*Stated task*: Change every occurrence of "evenodd" to "nonzero" in the data below and reproduce all other text unchanged.

*Material shown*:
┄┄┄┄┄┄┄┄┄┄┄┄┄┄┄┄┄┄┄┄

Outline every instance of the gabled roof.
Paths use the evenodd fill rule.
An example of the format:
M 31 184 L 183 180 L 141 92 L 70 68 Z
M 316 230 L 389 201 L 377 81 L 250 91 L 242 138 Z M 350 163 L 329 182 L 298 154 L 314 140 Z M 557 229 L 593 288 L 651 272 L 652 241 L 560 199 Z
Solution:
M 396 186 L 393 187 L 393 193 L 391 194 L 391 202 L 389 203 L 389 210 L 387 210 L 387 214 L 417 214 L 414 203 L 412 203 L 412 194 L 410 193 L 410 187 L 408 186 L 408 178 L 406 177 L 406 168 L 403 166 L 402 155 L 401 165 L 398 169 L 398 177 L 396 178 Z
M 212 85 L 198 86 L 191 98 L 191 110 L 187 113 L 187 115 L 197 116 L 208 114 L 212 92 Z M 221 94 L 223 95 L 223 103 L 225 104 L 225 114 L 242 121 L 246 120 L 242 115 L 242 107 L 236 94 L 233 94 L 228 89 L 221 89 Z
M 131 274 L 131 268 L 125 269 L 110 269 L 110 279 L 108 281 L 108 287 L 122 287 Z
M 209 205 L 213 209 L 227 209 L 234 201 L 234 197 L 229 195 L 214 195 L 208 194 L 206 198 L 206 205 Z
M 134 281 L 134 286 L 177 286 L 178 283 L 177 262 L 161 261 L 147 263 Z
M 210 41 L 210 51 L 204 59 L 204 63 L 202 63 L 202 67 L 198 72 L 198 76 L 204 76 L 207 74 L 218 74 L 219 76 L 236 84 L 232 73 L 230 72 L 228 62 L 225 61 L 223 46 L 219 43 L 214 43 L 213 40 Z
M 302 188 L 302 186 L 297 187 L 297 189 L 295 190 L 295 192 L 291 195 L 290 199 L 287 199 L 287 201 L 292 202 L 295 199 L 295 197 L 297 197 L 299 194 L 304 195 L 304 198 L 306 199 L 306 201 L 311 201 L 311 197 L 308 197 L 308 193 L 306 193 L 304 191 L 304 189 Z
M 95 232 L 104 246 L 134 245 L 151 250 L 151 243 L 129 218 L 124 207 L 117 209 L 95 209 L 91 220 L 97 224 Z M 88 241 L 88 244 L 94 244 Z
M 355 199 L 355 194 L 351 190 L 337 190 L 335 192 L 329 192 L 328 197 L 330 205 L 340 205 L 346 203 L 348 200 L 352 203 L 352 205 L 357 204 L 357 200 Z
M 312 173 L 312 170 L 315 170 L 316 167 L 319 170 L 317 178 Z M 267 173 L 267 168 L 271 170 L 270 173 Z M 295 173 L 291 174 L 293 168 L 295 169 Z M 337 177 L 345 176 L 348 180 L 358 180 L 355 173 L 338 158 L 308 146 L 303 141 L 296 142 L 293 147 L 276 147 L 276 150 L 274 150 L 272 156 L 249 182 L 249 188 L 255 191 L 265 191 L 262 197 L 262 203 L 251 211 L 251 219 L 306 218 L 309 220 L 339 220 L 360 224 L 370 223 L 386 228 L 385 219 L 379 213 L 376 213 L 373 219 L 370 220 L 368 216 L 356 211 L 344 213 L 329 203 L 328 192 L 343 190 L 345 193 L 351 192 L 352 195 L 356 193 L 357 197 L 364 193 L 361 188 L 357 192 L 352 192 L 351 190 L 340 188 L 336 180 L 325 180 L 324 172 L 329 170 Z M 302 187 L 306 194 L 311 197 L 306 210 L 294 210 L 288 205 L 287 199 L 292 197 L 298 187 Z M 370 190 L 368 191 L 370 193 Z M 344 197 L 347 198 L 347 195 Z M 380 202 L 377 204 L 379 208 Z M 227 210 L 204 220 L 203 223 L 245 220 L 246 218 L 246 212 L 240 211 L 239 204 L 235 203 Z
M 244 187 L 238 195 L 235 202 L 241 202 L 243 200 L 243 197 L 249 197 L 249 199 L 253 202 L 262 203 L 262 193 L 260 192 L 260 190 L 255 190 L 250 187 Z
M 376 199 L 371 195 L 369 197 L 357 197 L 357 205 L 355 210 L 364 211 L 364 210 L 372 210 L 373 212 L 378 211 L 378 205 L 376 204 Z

┄┄┄┄┄┄┄┄┄┄┄┄┄┄┄┄┄┄┄┄

*Exercise response*:
Outline every instance of the gabled roof.
Paths use the nonzero fill rule.
An example of the format:
M 31 184 L 183 180 L 141 92 L 70 68 Z
M 316 230 L 389 201 L 377 81 L 250 91 L 242 138 Z M 350 163 L 329 182 L 298 154 L 314 140 Z M 557 229 L 593 288 L 651 272 L 652 241 L 560 199 Z
Solution:
M 396 186 L 393 187 L 393 193 L 391 194 L 391 202 L 389 203 L 389 210 L 387 210 L 387 214 L 417 214 L 414 203 L 412 203 L 412 194 L 410 193 L 410 187 L 408 186 L 408 178 L 406 177 L 406 168 L 403 166 L 402 155 L 401 165 L 398 169 L 398 177 L 396 178 Z
M 212 85 L 198 86 L 191 98 L 191 110 L 187 113 L 187 115 L 197 116 L 208 114 L 212 92 Z M 221 94 L 223 95 L 223 103 L 225 104 L 225 114 L 242 121 L 246 120 L 242 115 L 242 107 L 236 94 L 233 94 L 228 89 L 221 89 Z
M 131 274 L 131 268 L 125 269 L 110 269 L 110 279 L 108 281 L 108 287 L 122 287 Z
M 209 205 L 213 209 L 227 209 L 234 201 L 234 197 L 229 195 L 214 195 L 208 194 L 206 198 L 206 205 Z
M 134 281 L 134 286 L 177 286 L 178 283 L 177 262 L 161 261 L 147 263 Z
M 210 41 L 210 51 L 204 59 L 204 63 L 202 63 L 202 67 L 198 72 L 198 76 L 204 76 L 207 74 L 218 74 L 219 76 L 236 84 L 232 73 L 230 72 L 228 62 L 225 61 L 223 46 L 219 43 L 214 43 L 213 40 Z
M 302 188 L 302 186 L 297 187 L 297 189 L 295 190 L 295 192 L 291 195 L 290 199 L 287 199 L 287 201 L 292 202 L 295 199 L 295 197 L 297 197 L 299 194 L 304 195 L 304 198 L 306 199 L 306 201 L 311 201 L 311 197 L 308 197 L 308 193 L 306 193 L 304 191 L 304 189 Z
M 95 232 L 104 246 L 134 245 L 151 250 L 151 243 L 129 218 L 124 207 L 117 209 L 95 209 L 91 220 L 97 224 Z M 88 241 L 88 244 L 94 244 Z
M 355 199 L 355 194 L 351 190 L 337 190 L 335 192 L 329 192 L 328 197 L 330 205 L 340 205 L 346 203 L 348 200 L 352 203 L 352 205 L 357 204 L 357 200 Z
M 312 173 L 312 170 L 315 170 L 316 167 L 319 170 L 317 178 Z M 267 173 L 267 168 L 271 170 L 270 173 Z M 295 173 L 291 174 L 293 168 L 295 169 Z M 337 177 L 345 176 L 348 180 L 358 180 L 355 173 L 338 158 L 308 146 L 303 141 L 296 142 L 293 147 L 276 147 L 276 150 L 274 150 L 272 156 L 249 182 L 249 188 L 255 191 L 265 191 L 262 197 L 262 203 L 251 211 L 251 219 L 306 218 L 309 220 L 339 220 L 360 224 L 370 223 L 386 228 L 385 219 L 379 213 L 376 213 L 373 219 L 370 220 L 368 216 L 356 211 L 344 213 L 329 203 L 328 192 L 343 190 L 345 193 L 351 192 L 352 195 L 356 193 L 357 197 L 364 193 L 361 188 L 357 192 L 352 192 L 351 190 L 340 188 L 336 180 L 325 180 L 324 172 L 329 170 Z M 302 187 L 306 194 L 311 197 L 306 210 L 294 210 L 288 205 L 287 199 L 292 197 L 298 187 Z M 370 190 L 368 191 L 370 193 Z M 344 197 L 347 198 L 347 195 Z M 380 202 L 377 204 L 379 208 Z M 227 210 L 204 220 L 203 223 L 245 220 L 246 218 L 246 212 L 240 211 L 239 204 L 235 203 Z
M 244 187 L 238 195 L 235 202 L 241 202 L 243 200 L 243 197 L 249 197 L 249 199 L 253 202 L 262 203 L 262 193 L 260 192 L 260 190 L 255 190 L 250 187 Z
M 376 199 L 371 195 L 369 197 L 357 197 L 357 205 L 355 210 L 364 211 L 364 210 L 372 210 L 373 212 L 378 211 L 378 205 L 376 204 Z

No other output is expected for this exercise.